**WHAT THE TASK REQUIRES:**
Copy exactly. Begin with the line that contains "x=454, y=278" and stop after the last line of the records.

**EXCERPTED DATA:**
=-=-=-=-=

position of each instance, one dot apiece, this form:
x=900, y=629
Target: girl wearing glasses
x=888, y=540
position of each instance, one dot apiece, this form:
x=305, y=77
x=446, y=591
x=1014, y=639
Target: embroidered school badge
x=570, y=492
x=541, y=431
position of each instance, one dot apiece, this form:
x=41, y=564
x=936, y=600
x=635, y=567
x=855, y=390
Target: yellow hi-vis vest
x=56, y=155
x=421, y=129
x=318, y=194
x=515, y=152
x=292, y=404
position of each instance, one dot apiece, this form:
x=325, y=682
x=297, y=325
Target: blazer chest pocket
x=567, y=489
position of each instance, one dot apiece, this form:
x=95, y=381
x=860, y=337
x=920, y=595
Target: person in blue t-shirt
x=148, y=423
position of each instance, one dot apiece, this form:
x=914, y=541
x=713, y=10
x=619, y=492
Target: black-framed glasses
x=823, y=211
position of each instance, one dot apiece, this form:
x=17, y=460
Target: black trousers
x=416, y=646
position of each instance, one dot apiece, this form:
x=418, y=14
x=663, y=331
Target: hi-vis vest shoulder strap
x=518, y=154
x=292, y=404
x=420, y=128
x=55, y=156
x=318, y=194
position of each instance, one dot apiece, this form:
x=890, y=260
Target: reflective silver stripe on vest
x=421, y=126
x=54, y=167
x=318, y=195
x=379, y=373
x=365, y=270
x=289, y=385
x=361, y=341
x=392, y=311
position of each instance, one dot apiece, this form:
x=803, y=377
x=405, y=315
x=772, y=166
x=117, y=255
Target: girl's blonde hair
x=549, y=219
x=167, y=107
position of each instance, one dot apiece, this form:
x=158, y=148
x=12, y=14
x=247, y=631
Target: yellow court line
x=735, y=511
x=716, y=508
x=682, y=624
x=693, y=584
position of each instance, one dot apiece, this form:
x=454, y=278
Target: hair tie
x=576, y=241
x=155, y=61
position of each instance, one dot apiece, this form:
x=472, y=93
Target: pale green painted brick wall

=-=-=-=-=

**WRITTEN ANSWER:**
x=454, y=278
Target: hair tie
x=576, y=241
x=155, y=61
position of each instance, one dot apiece, this form:
x=472, y=93
Target: pale green painted brick wall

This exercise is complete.